_What is required_
Which rows below contain the word "plate"? Collect each of them and copy it in full.

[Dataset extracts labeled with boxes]
§
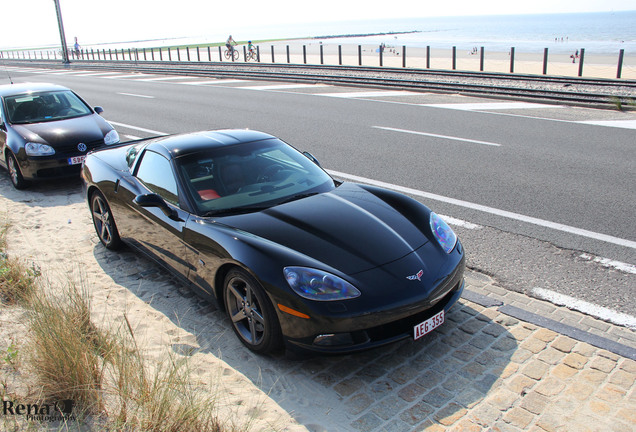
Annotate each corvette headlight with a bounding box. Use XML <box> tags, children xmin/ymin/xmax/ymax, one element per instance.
<box><xmin>430</xmin><ymin>212</ymin><xmax>457</xmax><ymax>253</ymax></box>
<box><xmin>104</xmin><ymin>129</ymin><xmax>119</xmax><ymax>145</ymax></box>
<box><xmin>24</xmin><ymin>142</ymin><xmax>55</xmax><ymax>156</ymax></box>
<box><xmin>283</xmin><ymin>267</ymin><xmax>360</xmax><ymax>301</ymax></box>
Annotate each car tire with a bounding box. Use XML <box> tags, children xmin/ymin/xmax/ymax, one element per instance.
<box><xmin>223</xmin><ymin>268</ymin><xmax>282</xmax><ymax>354</ymax></box>
<box><xmin>6</xmin><ymin>152</ymin><xmax>29</xmax><ymax>189</ymax></box>
<box><xmin>90</xmin><ymin>191</ymin><xmax>122</xmax><ymax>250</ymax></box>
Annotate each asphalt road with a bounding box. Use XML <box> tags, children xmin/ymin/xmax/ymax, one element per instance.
<box><xmin>2</xmin><ymin>69</ymin><xmax>636</xmax><ymax>316</ymax></box>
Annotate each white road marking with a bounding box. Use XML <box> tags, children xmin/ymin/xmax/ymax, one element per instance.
<box><xmin>327</xmin><ymin>170</ymin><xmax>636</xmax><ymax>249</ymax></box>
<box><xmin>419</xmin><ymin>102</ymin><xmax>565</xmax><ymax>111</ymax></box>
<box><xmin>116</xmin><ymin>93</ymin><xmax>155</xmax><ymax>99</ymax></box>
<box><xmin>241</xmin><ymin>84</ymin><xmax>330</xmax><ymax>90</ymax></box>
<box><xmin>579</xmin><ymin>254</ymin><xmax>636</xmax><ymax>274</ymax></box>
<box><xmin>108</xmin><ymin>120</ymin><xmax>168</xmax><ymax>135</ymax></box>
<box><xmin>137</xmin><ymin>76</ymin><xmax>198</xmax><ymax>81</ymax></box>
<box><xmin>439</xmin><ymin>215</ymin><xmax>483</xmax><ymax>229</ymax></box>
<box><xmin>75</xmin><ymin>71</ymin><xmax>128</xmax><ymax>77</ymax></box>
<box><xmin>316</xmin><ymin>90</ymin><xmax>422</xmax><ymax>98</ymax></box>
<box><xmin>177</xmin><ymin>79</ymin><xmax>247</xmax><ymax>85</ymax></box>
<box><xmin>100</xmin><ymin>74</ymin><xmax>152</xmax><ymax>79</ymax></box>
<box><xmin>576</xmin><ymin>120</ymin><xmax>636</xmax><ymax>129</ymax></box>
<box><xmin>532</xmin><ymin>288</ymin><xmax>636</xmax><ymax>329</ymax></box>
<box><xmin>373</xmin><ymin>126</ymin><xmax>501</xmax><ymax>147</ymax></box>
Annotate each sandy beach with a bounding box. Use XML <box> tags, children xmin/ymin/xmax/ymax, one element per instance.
<box><xmin>0</xmin><ymin>176</ymin><xmax>307</xmax><ymax>431</ymax></box>
<box><xmin>250</xmin><ymin>40</ymin><xmax>636</xmax><ymax>79</ymax></box>
<box><xmin>91</xmin><ymin>38</ymin><xmax>636</xmax><ymax>80</ymax></box>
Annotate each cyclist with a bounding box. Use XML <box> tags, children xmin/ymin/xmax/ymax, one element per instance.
<box><xmin>225</xmin><ymin>35</ymin><xmax>236</xmax><ymax>58</ymax></box>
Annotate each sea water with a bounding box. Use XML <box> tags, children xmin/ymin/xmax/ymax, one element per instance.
<box><xmin>85</xmin><ymin>10</ymin><xmax>636</xmax><ymax>55</ymax></box>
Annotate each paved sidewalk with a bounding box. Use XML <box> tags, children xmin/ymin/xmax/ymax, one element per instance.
<box><xmin>0</xmin><ymin>179</ymin><xmax>636</xmax><ymax>432</ymax></box>
<box><xmin>225</xmin><ymin>272</ymin><xmax>636</xmax><ymax>432</ymax></box>
<box><xmin>97</xmin><ymin>238</ymin><xmax>636</xmax><ymax>432</ymax></box>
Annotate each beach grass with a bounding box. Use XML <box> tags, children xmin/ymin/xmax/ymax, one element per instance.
<box><xmin>0</xmin><ymin>217</ymin><xmax>39</xmax><ymax>305</ymax></box>
<box><xmin>0</xmin><ymin>225</ymin><xmax>234</xmax><ymax>432</ymax></box>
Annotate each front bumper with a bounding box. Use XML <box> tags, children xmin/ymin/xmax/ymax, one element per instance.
<box><xmin>19</xmin><ymin>154</ymin><xmax>82</xmax><ymax>181</ymax></box>
<box><xmin>285</xmin><ymin>279</ymin><xmax>465</xmax><ymax>354</ymax></box>
<box><xmin>281</xmin><ymin>243</ymin><xmax>465</xmax><ymax>354</ymax></box>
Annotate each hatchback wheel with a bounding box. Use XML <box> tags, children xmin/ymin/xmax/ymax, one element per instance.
<box><xmin>7</xmin><ymin>153</ymin><xmax>29</xmax><ymax>189</ymax></box>
<box><xmin>223</xmin><ymin>269</ymin><xmax>282</xmax><ymax>353</ymax></box>
<box><xmin>91</xmin><ymin>192</ymin><xmax>122</xmax><ymax>250</ymax></box>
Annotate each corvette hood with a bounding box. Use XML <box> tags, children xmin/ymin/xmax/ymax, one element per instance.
<box><xmin>219</xmin><ymin>183</ymin><xmax>428</xmax><ymax>274</ymax></box>
<box><xmin>13</xmin><ymin>114</ymin><xmax>112</xmax><ymax>147</ymax></box>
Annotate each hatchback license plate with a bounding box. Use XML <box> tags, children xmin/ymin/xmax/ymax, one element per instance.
<box><xmin>413</xmin><ymin>309</ymin><xmax>444</xmax><ymax>340</ymax></box>
<box><xmin>68</xmin><ymin>156</ymin><xmax>86</xmax><ymax>165</ymax></box>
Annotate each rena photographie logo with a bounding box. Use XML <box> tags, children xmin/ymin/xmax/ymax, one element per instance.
<box><xmin>2</xmin><ymin>399</ymin><xmax>75</xmax><ymax>421</ymax></box>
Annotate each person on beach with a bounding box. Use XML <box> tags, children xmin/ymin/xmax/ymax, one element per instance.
<box><xmin>225</xmin><ymin>35</ymin><xmax>236</xmax><ymax>56</ymax></box>
<box><xmin>73</xmin><ymin>36</ymin><xmax>80</xmax><ymax>57</ymax></box>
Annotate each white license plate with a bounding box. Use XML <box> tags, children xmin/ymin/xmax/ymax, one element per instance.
<box><xmin>413</xmin><ymin>309</ymin><xmax>444</xmax><ymax>339</ymax></box>
<box><xmin>68</xmin><ymin>156</ymin><xmax>86</xmax><ymax>165</ymax></box>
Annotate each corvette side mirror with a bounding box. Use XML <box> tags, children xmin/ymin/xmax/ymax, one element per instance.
<box><xmin>134</xmin><ymin>194</ymin><xmax>179</xmax><ymax>220</ymax></box>
<box><xmin>303</xmin><ymin>152</ymin><xmax>322</xmax><ymax>168</ymax></box>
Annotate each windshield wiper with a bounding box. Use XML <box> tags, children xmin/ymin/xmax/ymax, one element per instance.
<box><xmin>203</xmin><ymin>205</ymin><xmax>271</xmax><ymax>217</ymax></box>
<box><xmin>276</xmin><ymin>192</ymin><xmax>320</xmax><ymax>205</ymax></box>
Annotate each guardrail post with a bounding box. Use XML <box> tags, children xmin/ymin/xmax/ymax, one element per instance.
<box><xmin>579</xmin><ymin>48</ymin><xmax>585</xmax><ymax>76</ymax></box>
<box><xmin>510</xmin><ymin>47</ymin><xmax>515</xmax><ymax>73</ymax></box>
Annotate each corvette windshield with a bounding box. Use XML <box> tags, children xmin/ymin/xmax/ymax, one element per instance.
<box><xmin>4</xmin><ymin>90</ymin><xmax>92</xmax><ymax>124</ymax></box>
<box><xmin>178</xmin><ymin>139</ymin><xmax>335</xmax><ymax>215</ymax></box>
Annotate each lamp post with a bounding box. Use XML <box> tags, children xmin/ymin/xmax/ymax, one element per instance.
<box><xmin>53</xmin><ymin>0</ymin><xmax>70</xmax><ymax>64</ymax></box>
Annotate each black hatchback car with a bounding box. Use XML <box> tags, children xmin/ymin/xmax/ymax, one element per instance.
<box><xmin>0</xmin><ymin>83</ymin><xmax>119</xmax><ymax>189</ymax></box>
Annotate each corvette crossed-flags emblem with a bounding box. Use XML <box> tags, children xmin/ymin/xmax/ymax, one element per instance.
<box><xmin>406</xmin><ymin>270</ymin><xmax>424</xmax><ymax>282</ymax></box>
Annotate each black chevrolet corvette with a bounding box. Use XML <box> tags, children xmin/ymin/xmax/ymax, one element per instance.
<box><xmin>82</xmin><ymin>130</ymin><xmax>465</xmax><ymax>353</ymax></box>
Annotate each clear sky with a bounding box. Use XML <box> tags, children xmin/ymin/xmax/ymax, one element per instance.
<box><xmin>0</xmin><ymin>0</ymin><xmax>636</xmax><ymax>48</ymax></box>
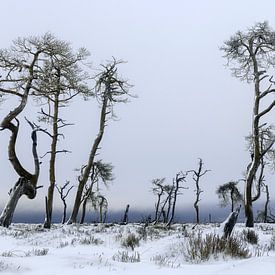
§
_The output_
Annotate each hatchback license plate with a bounding box. Use XML <box> tags, children xmin/ymin/xmax/ymax, one element per instance.
Annotate each white license plate with a bounding box. Use XML <box> tags, children xmin/ymin/xmax/ymax, one element per instance.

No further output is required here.